- RECORD EXCERPTS -
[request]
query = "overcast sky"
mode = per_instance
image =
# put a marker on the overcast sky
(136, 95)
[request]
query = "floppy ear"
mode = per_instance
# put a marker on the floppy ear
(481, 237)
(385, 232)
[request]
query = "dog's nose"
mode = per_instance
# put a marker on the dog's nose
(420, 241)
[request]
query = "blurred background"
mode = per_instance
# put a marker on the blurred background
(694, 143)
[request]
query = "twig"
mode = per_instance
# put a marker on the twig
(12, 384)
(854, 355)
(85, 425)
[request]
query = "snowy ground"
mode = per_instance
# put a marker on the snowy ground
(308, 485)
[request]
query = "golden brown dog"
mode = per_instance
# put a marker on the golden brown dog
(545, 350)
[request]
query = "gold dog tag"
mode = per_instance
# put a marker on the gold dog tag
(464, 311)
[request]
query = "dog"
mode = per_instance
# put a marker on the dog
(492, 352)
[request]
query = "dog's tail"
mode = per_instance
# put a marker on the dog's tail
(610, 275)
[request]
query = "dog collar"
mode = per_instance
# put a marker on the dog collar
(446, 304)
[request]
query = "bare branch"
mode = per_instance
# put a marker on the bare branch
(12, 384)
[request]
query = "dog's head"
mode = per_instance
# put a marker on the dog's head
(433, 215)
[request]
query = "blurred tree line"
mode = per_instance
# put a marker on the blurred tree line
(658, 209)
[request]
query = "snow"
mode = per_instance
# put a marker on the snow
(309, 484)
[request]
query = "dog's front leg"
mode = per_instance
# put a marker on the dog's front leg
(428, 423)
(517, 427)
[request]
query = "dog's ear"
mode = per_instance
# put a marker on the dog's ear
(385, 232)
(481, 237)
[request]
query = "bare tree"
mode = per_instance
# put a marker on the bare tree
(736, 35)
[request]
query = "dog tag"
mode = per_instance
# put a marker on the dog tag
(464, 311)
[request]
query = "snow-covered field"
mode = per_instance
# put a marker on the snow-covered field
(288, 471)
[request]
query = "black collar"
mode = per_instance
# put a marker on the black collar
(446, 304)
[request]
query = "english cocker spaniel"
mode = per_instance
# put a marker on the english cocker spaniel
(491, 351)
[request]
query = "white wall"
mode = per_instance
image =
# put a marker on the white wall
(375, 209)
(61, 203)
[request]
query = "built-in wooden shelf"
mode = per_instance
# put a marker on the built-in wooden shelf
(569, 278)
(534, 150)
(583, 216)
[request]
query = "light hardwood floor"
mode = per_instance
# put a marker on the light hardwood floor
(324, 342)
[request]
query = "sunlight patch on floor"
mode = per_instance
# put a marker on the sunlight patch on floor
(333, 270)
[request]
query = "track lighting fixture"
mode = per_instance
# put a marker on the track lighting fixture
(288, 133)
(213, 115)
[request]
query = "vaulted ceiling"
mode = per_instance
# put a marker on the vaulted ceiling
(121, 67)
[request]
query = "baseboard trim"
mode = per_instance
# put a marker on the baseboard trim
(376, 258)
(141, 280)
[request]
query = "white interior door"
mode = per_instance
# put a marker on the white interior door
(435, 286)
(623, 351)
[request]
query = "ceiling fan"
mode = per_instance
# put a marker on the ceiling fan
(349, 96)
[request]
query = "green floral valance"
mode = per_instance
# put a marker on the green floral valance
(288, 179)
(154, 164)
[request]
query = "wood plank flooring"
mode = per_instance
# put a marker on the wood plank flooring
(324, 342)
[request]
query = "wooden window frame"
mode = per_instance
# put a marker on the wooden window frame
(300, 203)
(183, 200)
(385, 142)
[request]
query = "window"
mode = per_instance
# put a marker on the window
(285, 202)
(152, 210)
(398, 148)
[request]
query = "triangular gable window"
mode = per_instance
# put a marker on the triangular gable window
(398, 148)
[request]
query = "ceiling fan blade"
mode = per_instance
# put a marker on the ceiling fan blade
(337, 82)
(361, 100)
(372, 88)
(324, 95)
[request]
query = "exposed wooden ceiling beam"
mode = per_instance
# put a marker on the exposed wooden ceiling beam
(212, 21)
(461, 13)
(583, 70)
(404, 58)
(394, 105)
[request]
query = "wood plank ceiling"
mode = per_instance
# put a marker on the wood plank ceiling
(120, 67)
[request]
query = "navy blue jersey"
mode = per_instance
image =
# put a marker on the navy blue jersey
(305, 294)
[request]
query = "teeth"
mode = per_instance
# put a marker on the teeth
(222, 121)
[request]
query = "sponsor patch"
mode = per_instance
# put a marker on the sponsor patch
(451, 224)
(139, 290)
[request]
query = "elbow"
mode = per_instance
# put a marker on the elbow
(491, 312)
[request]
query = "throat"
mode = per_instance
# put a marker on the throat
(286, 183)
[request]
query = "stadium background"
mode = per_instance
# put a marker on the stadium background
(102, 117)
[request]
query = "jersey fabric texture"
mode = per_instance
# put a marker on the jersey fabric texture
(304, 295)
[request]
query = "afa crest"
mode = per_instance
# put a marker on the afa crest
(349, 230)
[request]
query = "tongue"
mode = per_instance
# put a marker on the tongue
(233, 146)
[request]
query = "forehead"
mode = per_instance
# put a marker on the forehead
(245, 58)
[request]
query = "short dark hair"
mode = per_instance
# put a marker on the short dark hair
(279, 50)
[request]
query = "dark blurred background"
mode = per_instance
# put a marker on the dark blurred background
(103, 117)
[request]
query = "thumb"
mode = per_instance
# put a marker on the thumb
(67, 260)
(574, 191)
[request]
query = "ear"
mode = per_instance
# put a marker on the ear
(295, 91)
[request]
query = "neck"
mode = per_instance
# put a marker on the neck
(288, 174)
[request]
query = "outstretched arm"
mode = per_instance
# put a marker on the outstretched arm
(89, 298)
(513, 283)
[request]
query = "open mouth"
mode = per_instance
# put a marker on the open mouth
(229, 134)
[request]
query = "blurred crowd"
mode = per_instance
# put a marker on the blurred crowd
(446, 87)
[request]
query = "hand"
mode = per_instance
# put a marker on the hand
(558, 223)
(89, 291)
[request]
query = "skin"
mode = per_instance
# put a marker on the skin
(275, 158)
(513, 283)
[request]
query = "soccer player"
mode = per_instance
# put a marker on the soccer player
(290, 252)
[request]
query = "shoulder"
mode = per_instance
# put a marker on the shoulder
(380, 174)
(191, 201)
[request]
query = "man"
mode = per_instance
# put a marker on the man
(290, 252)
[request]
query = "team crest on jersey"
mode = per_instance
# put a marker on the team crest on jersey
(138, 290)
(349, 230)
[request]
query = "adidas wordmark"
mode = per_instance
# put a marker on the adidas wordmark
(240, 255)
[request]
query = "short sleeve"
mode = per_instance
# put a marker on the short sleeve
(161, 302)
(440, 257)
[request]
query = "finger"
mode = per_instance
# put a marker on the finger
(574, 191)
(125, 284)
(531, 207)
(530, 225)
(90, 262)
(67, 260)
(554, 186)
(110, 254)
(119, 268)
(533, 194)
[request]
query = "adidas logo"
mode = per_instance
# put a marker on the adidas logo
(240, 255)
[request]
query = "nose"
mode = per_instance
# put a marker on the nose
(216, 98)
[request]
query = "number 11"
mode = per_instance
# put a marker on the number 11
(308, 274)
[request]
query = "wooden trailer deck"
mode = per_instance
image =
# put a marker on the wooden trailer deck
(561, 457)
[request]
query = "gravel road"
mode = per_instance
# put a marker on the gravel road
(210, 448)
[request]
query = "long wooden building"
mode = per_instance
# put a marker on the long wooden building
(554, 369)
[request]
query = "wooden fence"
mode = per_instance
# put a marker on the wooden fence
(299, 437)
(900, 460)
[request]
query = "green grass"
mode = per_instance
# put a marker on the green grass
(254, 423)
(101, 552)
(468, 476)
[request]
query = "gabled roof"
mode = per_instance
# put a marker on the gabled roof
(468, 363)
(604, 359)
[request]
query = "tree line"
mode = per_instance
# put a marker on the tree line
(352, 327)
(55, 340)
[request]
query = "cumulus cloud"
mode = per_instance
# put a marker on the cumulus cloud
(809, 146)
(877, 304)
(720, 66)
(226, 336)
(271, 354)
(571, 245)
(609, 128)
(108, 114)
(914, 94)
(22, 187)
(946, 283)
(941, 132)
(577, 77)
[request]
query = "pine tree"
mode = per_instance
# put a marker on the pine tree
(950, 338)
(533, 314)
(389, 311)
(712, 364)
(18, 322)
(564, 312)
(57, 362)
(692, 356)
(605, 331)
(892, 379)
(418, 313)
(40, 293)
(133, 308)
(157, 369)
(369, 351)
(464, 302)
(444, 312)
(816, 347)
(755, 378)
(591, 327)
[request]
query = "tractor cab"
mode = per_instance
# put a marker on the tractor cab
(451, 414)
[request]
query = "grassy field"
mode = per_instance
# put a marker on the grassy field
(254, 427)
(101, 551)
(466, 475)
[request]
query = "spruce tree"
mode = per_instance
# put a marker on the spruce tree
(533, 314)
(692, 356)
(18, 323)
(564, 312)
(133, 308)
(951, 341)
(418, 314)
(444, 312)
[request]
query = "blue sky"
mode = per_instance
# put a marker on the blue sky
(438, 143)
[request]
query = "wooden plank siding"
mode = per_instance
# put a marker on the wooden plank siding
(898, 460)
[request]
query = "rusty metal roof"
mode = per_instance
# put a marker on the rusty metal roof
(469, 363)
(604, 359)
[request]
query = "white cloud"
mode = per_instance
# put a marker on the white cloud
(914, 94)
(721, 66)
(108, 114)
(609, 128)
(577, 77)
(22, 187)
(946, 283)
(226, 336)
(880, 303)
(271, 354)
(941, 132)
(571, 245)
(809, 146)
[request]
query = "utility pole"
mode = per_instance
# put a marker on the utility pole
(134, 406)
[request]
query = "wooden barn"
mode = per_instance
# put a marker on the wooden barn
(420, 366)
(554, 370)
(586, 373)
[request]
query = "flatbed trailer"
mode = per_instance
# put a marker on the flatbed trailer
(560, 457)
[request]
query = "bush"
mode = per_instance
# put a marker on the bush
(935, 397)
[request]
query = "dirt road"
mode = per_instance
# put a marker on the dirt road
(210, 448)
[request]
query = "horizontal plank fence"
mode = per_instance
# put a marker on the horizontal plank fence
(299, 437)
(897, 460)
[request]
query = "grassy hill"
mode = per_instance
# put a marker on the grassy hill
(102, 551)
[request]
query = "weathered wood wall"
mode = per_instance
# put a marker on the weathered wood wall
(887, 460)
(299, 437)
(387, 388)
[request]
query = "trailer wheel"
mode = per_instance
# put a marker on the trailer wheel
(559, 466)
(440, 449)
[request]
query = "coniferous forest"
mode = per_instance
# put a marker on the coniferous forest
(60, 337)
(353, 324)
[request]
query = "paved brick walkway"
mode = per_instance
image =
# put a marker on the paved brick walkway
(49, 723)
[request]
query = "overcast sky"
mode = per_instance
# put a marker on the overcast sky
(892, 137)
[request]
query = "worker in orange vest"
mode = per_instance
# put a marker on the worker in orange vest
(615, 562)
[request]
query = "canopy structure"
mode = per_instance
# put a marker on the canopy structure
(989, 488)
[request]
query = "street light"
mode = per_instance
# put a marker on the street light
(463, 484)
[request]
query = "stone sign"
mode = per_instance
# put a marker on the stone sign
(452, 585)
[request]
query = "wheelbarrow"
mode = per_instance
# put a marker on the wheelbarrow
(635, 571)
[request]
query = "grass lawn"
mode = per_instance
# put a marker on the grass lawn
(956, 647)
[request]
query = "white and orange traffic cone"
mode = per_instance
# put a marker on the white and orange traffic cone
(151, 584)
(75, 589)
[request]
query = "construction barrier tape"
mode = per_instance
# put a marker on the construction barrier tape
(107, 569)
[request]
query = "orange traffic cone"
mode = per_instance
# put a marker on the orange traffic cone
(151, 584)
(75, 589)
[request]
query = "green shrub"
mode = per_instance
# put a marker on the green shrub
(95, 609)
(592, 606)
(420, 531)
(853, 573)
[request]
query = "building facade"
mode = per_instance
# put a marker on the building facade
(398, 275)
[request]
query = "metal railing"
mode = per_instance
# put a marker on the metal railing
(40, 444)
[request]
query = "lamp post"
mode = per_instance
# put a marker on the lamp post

- WHAT THE TASK ASKS -
The number of lines above containing the word "post" is all that should be returned.

- ANSWER BOX -
2